# [Stated problem]
Rewrite the records below, changing each occurrence of "screenshot" to "image" and leaving everything else unchanged. Leave the pictures out of your answer.

# [Data in this exercise]

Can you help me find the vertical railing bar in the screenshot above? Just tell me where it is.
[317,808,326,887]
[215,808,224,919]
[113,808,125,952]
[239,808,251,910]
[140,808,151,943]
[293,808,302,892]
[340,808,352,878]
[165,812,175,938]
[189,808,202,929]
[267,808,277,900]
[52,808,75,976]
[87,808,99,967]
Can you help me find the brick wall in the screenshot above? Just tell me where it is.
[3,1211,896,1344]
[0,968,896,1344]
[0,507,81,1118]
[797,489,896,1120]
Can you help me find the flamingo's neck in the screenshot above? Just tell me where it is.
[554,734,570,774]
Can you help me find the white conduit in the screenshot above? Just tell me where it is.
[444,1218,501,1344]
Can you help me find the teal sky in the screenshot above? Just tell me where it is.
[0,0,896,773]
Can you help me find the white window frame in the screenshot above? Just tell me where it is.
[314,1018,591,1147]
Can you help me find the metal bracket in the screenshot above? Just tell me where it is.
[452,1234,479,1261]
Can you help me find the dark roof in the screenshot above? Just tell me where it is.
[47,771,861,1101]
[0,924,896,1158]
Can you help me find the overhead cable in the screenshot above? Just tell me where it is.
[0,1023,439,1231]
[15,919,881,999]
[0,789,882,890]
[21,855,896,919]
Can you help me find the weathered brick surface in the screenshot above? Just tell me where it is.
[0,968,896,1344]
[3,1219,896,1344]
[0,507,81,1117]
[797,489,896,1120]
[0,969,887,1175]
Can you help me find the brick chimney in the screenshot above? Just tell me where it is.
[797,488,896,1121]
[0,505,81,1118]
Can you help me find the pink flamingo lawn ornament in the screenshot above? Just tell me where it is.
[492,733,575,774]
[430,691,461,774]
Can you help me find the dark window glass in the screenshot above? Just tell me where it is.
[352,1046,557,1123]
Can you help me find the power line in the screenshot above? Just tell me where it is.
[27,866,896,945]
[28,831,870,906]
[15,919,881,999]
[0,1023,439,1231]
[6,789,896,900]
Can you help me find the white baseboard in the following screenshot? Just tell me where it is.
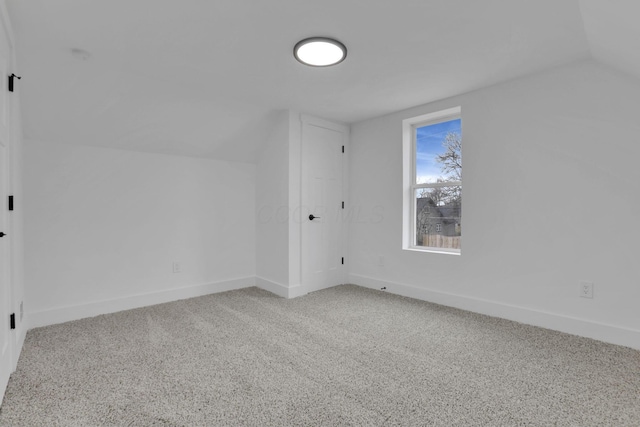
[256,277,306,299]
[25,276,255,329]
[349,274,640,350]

# [Exercise response]
Can you help me find the vertical railing bar in the image above? Just tell me where it is.
[317,808,326,887]
[215,808,224,919]
[113,808,125,952]
[239,808,251,910]
[140,808,151,943]
[293,808,302,892]
[340,808,352,878]
[165,812,175,938]
[189,808,202,929]
[267,808,277,900]
[52,808,75,976]
[87,808,99,967]
Can you help me find the brick wall in the image above? Just tell me where it is.
[3,1211,896,1344]
[0,968,896,1344]
[0,507,81,1118]
[797,489,896,1120]
Can you help me find the flamingo's neck in the image above? Just tell me where it is.
[554,734,570,774]
Can you help me find the white conduit in the image above? Just tell me where it is.
[444,1218,501,1344]
Can you help me find the teal sky in the image above? Just tell me where it is.
[0,0,896,773]
Can you help me find the white window frame in the image above? Just tell me where it is.
[314,1018,591,1147]
Can you help me find the metal bracket in the image above? Just tell me where it is.
[452,1234,479,1261]
Can you help me find the dark roof in the image above? Just tell me where it is.
[47,771,861,1101]
[0,924,896,1158]
Can you help me find the overhead cable in the image above? Just tell me where it is.
[0,1023,439,1231]
[15,919,881,999]
[0,789,882,890]
[21,855,896,919]
Can you help me find the weathered brick surface in the image above? Just tell me where it is.
[0,968,896,1344]
[3,1219,896,1344]
[0,507,81,1117]
[797,489,896,1120]
[0,969,887,1175]
Can you help me find the brick chimney in the image above? Just tell me where it is.
[797,488,896,1121]
[0,505,81,1118]
Can you help me find the pink flamingo lawn ornament in the image above? Just tell me where it is.
[492,733,575,774]
[430,691,461,774]
Can you help me find the dark window glass in the image above? Just tell me where it is.
[352,1046,557,1123]
Can you help me find the power line in the image above? Just tell me where it is.
[27,866,896,945]
[28,831,870,906]
[15,919,881,999]
[0,1023,439,1231]
[6,789,896,900]
Can you help me find the white baseboard in the following image? Just tell me where it is.
[256,277,306,299]
[25,276,255,329]
[349,274,640,350]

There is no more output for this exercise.